**Required work:** Quote the album review below word for word, beginning at the words "Brian Eno's first" and stopping after "Earth is infinite.".

**Given text:**

══════

BRIAN ENO: FOREVERANDEVERNOMORE

Brian Eno's first vocal album since 2005 is a meditation on precarious times, writes Fiona Shepherd

Eno speaks! Or rather sings... While his erstwhile Roxy Music bandmates celebrate their golden jubilee with a moody tour of their back pages, Brian Eno is, as per, in another sonic world, considering this increasingly fragile one. As such, his twenty-second solo album requires some lyrics to express his response to the climate crisis. He characterises his first vocal album since 2005's Another Day On Earth as "landscapes, but this time with humans in them".

Foreverandevernomore is a meditation on precarious times, the need to change not just our thinking around the planet but, perhaps more effectively, our feelings towards it. In that context, the mantra-like album title sounds a warning note - we cannot go on living as if Earth is infinite.

This is no heavy lecture but a balanced sonic ecosystem, reconciling soothing soundscapes with lyrical laments for the environment. Eno offers up the melancholic prayer Who Gives A Thought with mellow, soulful vocals over a beatific digital swirl. We Let It In starts with ominous breathing, before contrasting Eno's mournful baritone with his daughter Darla's floating soprano. He delivers a monastic plainsong for one on Garden Of Stars and asks "who are we?" on the ambient torch song Icarus Or Blériot - are we flying too close to the sun or stepping out in faith?

══════

**Material supplied:**
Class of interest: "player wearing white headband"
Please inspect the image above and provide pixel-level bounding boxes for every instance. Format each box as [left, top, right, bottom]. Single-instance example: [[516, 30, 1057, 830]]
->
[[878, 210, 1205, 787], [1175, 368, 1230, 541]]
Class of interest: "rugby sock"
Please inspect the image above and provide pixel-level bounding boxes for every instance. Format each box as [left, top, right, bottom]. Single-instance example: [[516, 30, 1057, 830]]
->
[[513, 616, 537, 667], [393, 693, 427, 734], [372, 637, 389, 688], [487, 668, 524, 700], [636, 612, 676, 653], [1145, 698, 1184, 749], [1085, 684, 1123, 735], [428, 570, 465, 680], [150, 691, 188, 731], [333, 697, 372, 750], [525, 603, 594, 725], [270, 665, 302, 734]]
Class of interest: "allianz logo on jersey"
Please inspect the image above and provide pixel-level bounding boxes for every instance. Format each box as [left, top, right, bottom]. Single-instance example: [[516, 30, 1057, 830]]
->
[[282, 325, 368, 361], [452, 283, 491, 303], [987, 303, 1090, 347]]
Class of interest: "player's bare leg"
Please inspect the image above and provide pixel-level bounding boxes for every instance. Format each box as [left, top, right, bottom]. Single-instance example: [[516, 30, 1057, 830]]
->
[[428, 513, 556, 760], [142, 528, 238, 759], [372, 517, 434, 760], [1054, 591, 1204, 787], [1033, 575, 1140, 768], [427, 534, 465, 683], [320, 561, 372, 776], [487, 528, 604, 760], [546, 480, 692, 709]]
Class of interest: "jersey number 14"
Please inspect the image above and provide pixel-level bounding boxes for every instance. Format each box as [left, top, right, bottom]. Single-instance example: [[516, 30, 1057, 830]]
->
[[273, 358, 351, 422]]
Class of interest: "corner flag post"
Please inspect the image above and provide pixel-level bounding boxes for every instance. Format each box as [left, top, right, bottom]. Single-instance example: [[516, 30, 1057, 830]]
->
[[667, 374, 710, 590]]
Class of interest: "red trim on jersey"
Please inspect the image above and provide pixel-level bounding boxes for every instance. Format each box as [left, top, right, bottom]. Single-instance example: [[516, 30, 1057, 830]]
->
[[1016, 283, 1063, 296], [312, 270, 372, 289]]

══════

**Written response:**
Brian Eno's first vocal album since 2005 is a meditation on precarious times, writes Fiona Shepherd

Eno speaks! Or rather sings... While his erstwhile Roxy Music bandmates celebrate their golden jubilee with a moody tour of their back pages, Brian Eno is, as per, in another sonic world, considering this increasingly fragile one. As such, his twenty-second solo album requires some lyrics to express his response to the climate crisis. He characterises his first vocal album since 2005's Another Day On Earth as "landscapes, but this time with humans in them".

Foreverandevernomore is a meditation on precarious times, the need to change not just our thinking around the planet but, perhaps more effectively, our feelings towards it. In that context, the mantra-like album title sounds a warning note - we cannot go on living as if Earth is infinite.